- Task item
What you return should match the data below exactly, with no pictures in it.

(Records from a data collection)
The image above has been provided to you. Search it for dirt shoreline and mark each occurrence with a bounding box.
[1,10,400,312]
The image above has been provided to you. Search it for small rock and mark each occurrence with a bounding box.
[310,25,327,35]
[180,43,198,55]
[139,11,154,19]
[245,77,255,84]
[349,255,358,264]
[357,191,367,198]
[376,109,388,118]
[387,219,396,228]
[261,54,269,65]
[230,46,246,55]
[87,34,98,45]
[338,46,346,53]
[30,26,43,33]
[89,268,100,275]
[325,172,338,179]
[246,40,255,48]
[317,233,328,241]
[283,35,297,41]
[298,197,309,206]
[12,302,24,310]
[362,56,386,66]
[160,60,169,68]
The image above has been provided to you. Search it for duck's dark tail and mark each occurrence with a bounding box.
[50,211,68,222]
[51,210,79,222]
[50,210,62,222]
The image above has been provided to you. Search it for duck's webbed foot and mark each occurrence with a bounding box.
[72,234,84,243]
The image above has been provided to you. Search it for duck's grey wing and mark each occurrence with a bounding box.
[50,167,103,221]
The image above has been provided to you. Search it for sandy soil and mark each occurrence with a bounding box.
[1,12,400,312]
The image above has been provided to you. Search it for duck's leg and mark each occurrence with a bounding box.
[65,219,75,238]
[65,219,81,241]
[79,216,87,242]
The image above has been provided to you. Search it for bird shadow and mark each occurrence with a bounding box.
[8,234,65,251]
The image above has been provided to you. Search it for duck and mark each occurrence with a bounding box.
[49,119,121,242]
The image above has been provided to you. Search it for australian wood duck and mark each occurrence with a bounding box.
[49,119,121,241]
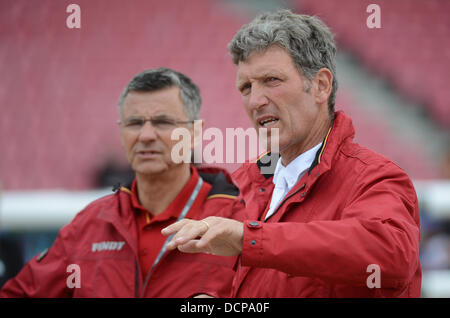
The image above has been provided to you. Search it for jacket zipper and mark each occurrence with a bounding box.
[141,263,155,297]
[264,183,306,222]
[139,251,168,297]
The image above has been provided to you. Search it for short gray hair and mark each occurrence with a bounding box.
[118,68,202,120]
[228,9,338,118]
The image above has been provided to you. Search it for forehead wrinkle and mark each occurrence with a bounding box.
[237,67,284,87]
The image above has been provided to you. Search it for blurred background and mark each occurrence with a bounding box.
[0,0,449,297]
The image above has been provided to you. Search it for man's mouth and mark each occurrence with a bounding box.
[136,150,162,157]
[258,116,279,127]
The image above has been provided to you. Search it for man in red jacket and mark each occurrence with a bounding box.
[163,10,422,297]
[0,68,240,297]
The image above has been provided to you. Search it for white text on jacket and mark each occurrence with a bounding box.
[92,241,126,252]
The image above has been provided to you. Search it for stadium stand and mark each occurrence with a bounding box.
[295,0,450,128]
[0,0,442,191]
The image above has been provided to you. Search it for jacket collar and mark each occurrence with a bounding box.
[273,142,323,189]
[253,111,356,223]
[256,111,355,180]
[114,165,239,200]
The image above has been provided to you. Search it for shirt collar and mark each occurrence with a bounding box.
[131,165,200,223]
[273,142,323,189]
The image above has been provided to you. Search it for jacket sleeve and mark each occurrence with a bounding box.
[0,224,74,298]
[241,162,420,290]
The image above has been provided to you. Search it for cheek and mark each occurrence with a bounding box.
[278,109,305,140]
[121,134,136,157]
[160,133,182,158]
[289,107,317,140]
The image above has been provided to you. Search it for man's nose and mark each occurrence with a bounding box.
[138,121,158,142]
[248,84,269,111]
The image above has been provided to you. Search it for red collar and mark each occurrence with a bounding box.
[131,166,201,225]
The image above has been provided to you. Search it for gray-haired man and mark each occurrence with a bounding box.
[163,10,421,298]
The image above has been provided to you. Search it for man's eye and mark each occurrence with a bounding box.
[266,77,279,83]
[240,84,251,95]
[153,118,176,128]
[126,119,143,127]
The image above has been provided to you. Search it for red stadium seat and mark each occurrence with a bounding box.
[295,0,450,128]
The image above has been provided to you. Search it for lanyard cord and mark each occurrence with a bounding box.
[140,177,204,295]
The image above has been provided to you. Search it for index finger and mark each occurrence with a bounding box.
[161,219,190,236]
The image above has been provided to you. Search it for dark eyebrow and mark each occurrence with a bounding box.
[125,114,174,120]
[152,114,173,119]
[260,70,284,79]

- Final answer
The image above has been provided to you. Search it for dirt shoreline and mark each occurrence with a bounding box.
[1,10,400,312]
The image above has been provided to you. Search it for small rock and mark each occurrence with a bounding box.
[310,25,327,35]
[180,43,198,55]
[139,11,154,19]
[245,77,255,84]
[349,255,358,264]
[357,191,367,198]
[376,109,388,118]
[387,219,396,228]
[261,54,269,65]
[230,46,246,55]
[87,34,98,45]
[338,46,346,53]
[30,26,43,33]
[89,268,100,275]
[325,172,338,179]
[246,40,255,48]
[317,233,328,241]
[283,35,297,41]
[298,197,309,206]
[12,302,24,310]
[362,56,386,66]
[160,60,169,68]
The image above has been provided to you. Search it for duck's dark tail and mark each occurrence with a bounding box.
[50,211,68,222]
[51,210,79,222]
[50,210,62,222]
The image above has been provided to you. Search it for duck's webbed foot and mark each occurrence with a bounding box.
[72,234,84,243]
The image above has been provided to you. Search it for duck's grey wing and mark each occurrence with a bounding box.
[50,167,103,221]
The image above has been provided to you. Search it for sandy soil and mark each occurrence with a bounding box.
[1,12,400,312]
The image above has been provided to you. Search it for duck's leg and mark each occurrence with a bounding box.
[65,219,75,238]
[65,219,81,241]
[79,216,87,242]
The image above has been provided to you. Search it for bird shadow and mark each occurrence with a bounding box.
[8,234,65,251]
The image above has been provided to you. Search it for duck and mark each occurrence with a bounding box.
[49,119,121,242]
The image above has been provided to you. Search it for australian wood duck and mark each occurrence with a bounding box.
[49,119,121,241]
The image above has been provided to you. Search it for jacket zipper and mark each occurrence with a bounding box.
[141,263,155,297]
[264,183,306,222]
[139,251,168,297]
The image above has been provided to you. Search it for short gray hair and mark each occurrence with a bounding box.
[118,68,202,120]
[228,9,338,118]
The image above has been provided to you. Search it for forehead wrinkle and mark each occurrence with a bounding box.
[237,67,284,87]
The image above has been provided to you. Search it for blurred background and mark each occurrence with a bounding box.
[0,0,449,297]
The image above has been provided to you. Search it for man's mouth and mark each occurrence with a bounding box.
[136,150,162,157]
[258,116,279,127]
The image above has been provided to you. Search it for man in red jacket and mark each occurrence with a bounding box.
[163,10,422,297]
[0,68,240,297]
The image above has been provided to you. Search it for white text on jacket and mark each occurrence with a bounding box.
[92,241,126,252]
The image above has been provided to you. Search it for stadium stand and mark each occurrence with a bounding box.
[295,0,450,128]
[0,0,442,191]
The image above has been provided to you. Search it for jacket collar and mark each occurrence with a bounding box.
[273,142,323,189]
[253,111,356,223]
[256,111,355,180]
[114,165,239,200]
The image above has been provided to you. Search it for shirt collar and mark each occurrence with a bounding box.
[131,165,200,223]
[273,142,323,189]
The image above has been provided to you. Search it for jacket sleeve and mark each occurrence with a bounding box.
[0,224,74,298]
[241,162,420,290]
The image above has been provided to you. Search it for cheek and mark each occurrence with a bounding box.
[278,109,305,140]
[121,134,136,157]
[160,133,182,158]
[289,107,317,140]
The image above has been provided to you. Search it for man's nose and mark each occurrence with a bounding box.
[138,121,158,142]
[248,84,269,111]
The image above has been provided to you. Search it for red collar and mark each occurrence with a bounding box.
[131,166,201,225]
The image above has been provided to you. Search it for gray-haired man and mark each occurrence with a bounding box.
[163,10,421,298]
The image above has been provided to you. Search it for man's eye and mark each occurrence with a bounding box.
[266,77,279,83]
[240,84,251,95]
[153,118,176,128]
[126,119,143,127]
The image above has been provided to you. Search it for red stadium seat and mark each occurrence with a bounding box.
[295,0,450,128]
The image above has been provided to you. Search it for lanyard cord and mark each occurrence with a bounding box.
[140,177,204,295]
The image above has been provided to you. Search it for index finger and mark each occurrence with a bounding box.
[161,219,190,236]
The image above has been provided to you. Search it for dark eyebrow and mark each occurrence with a bounding box.
[125,114,174,120]
[152,114,173,119]
[260,70,284,79]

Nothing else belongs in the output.